Collected data:

• • • •

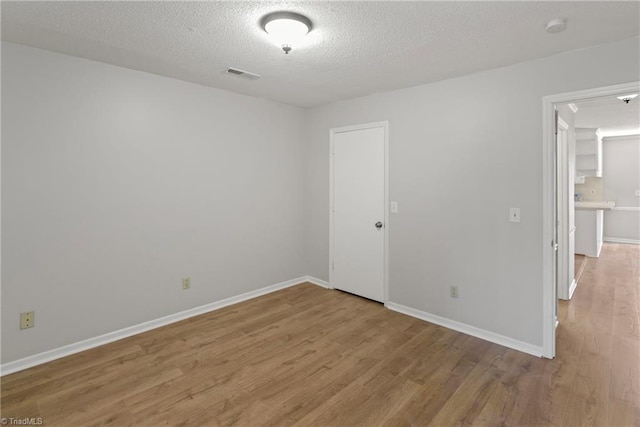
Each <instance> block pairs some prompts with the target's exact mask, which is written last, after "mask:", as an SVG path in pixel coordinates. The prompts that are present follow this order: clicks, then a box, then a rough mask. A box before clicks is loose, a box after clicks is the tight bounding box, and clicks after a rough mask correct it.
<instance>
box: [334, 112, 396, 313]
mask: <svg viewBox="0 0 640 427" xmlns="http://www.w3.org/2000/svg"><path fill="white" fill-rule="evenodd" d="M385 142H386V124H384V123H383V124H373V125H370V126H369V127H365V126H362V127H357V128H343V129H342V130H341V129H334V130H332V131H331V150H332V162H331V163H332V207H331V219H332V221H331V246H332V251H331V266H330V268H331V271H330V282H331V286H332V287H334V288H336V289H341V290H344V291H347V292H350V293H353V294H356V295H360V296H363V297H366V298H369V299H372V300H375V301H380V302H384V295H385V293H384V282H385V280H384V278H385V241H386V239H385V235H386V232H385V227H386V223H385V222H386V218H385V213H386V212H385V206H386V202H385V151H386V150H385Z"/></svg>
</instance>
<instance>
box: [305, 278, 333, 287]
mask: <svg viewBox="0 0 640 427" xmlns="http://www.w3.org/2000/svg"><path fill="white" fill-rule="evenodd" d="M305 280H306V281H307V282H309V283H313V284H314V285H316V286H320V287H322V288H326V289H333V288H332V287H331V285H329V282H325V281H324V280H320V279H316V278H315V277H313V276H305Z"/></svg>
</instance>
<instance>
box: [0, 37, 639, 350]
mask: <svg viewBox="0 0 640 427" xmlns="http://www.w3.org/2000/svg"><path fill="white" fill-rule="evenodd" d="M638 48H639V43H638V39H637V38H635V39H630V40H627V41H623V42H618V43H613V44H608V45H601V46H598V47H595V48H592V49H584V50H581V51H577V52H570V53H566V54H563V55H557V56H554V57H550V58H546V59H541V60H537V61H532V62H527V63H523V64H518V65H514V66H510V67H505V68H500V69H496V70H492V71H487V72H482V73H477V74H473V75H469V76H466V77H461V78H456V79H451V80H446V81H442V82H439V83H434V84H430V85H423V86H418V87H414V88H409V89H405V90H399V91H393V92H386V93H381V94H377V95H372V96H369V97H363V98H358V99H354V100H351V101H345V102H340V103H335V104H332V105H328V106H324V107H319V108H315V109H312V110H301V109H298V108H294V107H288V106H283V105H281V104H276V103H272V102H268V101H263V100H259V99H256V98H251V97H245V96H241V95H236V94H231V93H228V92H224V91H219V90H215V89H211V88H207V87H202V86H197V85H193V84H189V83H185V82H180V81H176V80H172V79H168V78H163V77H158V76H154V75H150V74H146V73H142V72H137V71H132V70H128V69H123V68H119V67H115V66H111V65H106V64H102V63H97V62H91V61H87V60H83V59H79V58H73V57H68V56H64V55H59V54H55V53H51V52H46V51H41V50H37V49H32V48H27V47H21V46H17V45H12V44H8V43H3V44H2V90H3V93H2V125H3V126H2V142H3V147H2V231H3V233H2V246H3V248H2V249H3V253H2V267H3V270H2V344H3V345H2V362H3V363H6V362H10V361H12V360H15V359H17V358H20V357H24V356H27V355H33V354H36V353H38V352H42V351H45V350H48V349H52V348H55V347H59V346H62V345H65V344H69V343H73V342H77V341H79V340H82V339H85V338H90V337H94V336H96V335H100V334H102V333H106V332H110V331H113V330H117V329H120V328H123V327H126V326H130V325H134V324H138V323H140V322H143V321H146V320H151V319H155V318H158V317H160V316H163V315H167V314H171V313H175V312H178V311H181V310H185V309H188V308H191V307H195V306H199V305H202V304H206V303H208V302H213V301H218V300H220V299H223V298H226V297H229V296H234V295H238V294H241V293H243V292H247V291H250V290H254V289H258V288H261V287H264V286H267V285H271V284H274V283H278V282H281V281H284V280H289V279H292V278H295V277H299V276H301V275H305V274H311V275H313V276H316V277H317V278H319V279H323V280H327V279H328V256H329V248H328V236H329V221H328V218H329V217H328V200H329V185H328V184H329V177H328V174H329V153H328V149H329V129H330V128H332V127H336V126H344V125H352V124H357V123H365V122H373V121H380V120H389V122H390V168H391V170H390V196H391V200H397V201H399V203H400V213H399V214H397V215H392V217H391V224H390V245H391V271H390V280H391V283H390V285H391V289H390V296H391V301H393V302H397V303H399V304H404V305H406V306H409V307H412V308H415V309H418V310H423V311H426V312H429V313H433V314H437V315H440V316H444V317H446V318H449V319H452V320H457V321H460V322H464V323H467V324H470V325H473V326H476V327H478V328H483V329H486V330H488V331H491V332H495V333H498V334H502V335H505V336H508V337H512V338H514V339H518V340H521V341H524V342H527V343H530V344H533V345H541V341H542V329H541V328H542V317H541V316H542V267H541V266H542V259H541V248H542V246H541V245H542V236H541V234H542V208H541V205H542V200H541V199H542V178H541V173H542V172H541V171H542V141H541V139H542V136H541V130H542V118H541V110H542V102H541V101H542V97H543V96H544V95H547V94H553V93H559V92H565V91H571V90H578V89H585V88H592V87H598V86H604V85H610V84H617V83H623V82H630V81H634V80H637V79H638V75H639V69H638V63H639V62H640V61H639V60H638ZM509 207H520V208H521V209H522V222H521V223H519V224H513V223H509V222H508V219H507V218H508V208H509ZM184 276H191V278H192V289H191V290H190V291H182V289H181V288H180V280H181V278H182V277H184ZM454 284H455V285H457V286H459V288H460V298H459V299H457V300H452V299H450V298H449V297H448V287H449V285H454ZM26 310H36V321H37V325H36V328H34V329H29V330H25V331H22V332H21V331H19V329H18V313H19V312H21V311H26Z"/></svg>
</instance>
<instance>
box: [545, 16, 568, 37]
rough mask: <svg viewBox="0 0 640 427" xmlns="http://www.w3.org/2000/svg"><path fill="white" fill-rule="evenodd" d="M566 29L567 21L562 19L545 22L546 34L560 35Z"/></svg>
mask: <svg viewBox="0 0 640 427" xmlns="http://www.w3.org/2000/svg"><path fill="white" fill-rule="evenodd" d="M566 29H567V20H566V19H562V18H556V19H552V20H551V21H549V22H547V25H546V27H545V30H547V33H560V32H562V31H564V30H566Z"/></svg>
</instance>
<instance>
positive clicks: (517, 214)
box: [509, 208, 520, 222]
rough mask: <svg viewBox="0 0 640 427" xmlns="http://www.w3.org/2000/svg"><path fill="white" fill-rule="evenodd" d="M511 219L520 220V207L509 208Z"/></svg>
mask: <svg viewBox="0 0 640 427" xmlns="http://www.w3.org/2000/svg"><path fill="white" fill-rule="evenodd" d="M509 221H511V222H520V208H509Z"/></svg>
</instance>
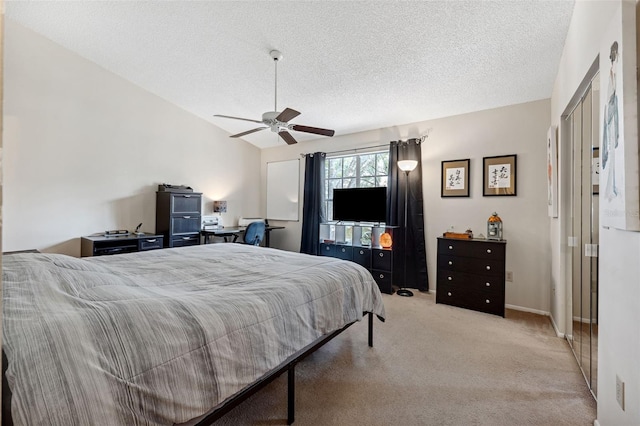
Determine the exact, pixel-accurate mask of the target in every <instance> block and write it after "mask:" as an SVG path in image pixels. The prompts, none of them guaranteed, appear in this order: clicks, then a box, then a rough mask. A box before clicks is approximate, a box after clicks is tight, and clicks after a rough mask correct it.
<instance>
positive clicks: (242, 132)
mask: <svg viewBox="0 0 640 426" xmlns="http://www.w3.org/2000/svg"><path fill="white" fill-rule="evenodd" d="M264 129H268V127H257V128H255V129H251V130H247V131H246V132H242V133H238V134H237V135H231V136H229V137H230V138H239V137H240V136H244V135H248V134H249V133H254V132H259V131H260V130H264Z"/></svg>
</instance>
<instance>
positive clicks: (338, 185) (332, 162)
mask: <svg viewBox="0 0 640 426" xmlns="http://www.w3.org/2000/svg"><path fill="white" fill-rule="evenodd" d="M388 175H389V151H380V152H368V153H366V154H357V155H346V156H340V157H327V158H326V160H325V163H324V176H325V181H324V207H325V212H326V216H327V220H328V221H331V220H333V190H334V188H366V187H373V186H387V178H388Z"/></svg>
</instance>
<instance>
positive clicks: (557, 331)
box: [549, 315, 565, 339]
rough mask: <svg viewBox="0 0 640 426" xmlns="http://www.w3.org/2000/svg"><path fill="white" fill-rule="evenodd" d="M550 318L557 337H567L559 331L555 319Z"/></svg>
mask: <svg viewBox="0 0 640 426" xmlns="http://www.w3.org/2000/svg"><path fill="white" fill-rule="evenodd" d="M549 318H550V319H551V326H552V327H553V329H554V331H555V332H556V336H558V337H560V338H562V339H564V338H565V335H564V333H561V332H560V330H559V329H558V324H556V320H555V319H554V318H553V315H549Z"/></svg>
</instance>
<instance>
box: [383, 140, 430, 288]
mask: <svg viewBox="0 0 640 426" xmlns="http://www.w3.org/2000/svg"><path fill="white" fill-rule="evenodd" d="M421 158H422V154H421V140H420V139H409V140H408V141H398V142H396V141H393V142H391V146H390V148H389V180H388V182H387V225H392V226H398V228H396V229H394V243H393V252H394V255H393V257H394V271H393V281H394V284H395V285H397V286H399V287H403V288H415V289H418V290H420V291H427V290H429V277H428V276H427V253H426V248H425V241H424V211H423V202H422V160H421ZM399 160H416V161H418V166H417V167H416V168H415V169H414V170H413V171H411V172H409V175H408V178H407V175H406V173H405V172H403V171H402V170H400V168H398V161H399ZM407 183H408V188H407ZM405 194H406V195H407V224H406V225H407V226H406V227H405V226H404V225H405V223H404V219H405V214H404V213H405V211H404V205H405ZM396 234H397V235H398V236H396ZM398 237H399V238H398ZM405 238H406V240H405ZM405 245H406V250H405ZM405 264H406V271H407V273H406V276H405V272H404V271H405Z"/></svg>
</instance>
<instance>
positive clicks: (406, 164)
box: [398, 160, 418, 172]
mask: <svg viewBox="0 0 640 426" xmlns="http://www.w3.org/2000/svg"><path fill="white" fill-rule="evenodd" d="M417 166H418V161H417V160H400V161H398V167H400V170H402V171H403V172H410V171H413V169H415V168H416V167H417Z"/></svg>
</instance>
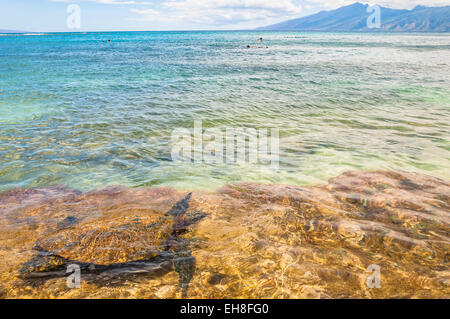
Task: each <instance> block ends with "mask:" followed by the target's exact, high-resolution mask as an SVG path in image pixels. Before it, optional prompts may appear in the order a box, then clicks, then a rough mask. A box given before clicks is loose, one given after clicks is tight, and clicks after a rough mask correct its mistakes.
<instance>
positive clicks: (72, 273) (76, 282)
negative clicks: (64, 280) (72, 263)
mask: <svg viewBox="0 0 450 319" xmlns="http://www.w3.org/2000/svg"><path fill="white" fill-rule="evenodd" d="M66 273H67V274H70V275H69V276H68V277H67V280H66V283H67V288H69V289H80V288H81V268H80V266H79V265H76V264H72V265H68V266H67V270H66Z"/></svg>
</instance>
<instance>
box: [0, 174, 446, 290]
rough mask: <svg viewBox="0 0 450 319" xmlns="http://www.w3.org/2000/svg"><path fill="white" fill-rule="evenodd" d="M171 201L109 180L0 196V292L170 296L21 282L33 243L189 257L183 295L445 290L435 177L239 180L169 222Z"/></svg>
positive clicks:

• • • •

**PROBLEM REQUIREMENTS:** How many lines in the data above contain the string "positive"? Reply with the number alone.

**THE ANSWER:** 7